*WORK REQUEST 1*: Return the part of the opinion header starting with "Published by New" and going on through "printed Official Reports.", copied exactly.
*WORK REQUEST 2*: Decide whether each statement agrees with the opinion header. Answer yes or no, and quote the deciding words from the opinion header: (a) The case was decided in Family Court, Madison County. (b) The opinion will appear in the printed Official Reports. (c) Heather A. Prado appeared for the Petitioner.

--- SOURCE EXTRACT Enclosed Below ---

[*1]
Matter of Gary XX. v Mary YY.
2015 NY Slip Op 50957(U) [48 Misc 3d 1204(A)]
Decided on January 16, 2015
Family Court, Madison County
McDermott, J.
Published by New York State Law Reporting Bureau pursuant to Judiciary Law § 431.
This opinion is uncorrected and will not be published in the printed Official Reports.


Decided on January 16, 2015
Family Court, Madison County


In the Matter of a Proceeding under Article 5 of the Family Court Act GARY XX., Petitioner, vs. Mary YY., Respondent.




P-226-14



Gerald D. Raymond, Esq., for the Petitioner;



Heather A. Prado, Esq., for the Respondent;



Gemma Rossi Corbin, Esq., for the Child.


Dennis K. McDermott, J.

--- End of Enclosed SOURCE EXTRACT ---
--- RECORD EXTRACTS Enclosed Below ---

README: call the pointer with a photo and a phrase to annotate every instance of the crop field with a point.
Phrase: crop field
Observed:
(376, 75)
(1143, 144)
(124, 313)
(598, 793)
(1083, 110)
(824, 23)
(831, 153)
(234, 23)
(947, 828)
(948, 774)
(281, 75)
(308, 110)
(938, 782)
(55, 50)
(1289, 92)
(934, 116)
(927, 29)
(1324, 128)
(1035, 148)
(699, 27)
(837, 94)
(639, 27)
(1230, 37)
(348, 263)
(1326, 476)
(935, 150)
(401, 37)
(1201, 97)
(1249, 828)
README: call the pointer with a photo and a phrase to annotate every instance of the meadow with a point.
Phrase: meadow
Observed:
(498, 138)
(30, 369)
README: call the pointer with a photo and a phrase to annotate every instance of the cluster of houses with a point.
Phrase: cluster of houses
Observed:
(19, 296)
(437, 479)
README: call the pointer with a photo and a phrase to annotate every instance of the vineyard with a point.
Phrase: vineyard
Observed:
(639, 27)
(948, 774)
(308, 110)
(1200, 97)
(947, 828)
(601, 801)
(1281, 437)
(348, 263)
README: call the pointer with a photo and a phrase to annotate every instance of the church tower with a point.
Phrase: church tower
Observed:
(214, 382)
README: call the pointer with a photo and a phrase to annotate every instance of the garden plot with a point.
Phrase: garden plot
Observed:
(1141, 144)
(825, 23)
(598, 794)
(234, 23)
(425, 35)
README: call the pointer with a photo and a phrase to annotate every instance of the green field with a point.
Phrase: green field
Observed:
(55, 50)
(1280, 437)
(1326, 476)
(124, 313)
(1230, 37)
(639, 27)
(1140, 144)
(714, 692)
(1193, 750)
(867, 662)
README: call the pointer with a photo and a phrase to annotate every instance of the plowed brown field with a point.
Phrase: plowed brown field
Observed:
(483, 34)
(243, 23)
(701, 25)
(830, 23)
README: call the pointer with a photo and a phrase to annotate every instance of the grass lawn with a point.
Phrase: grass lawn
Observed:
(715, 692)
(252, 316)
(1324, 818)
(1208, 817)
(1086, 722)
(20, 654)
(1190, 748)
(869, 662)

--- End of Enclosed RECORD EXTRACTS ---

*EXERCISE RESPONSE 1*:
Published by New York State Law Reporting Bureau pursuant to Judiciary Law § 431.
This opinion is uncorrected and will not be published in the printed Official Reports.

*EXERCISE RESPONSE 2*:
(a) Yes: "Family Court, Madison County"
(b) No: "This opinion is uncorrected and will not be published in the printed Official Reports."
(c) No: "Heather A. Prado, Esq., for the Respondent;"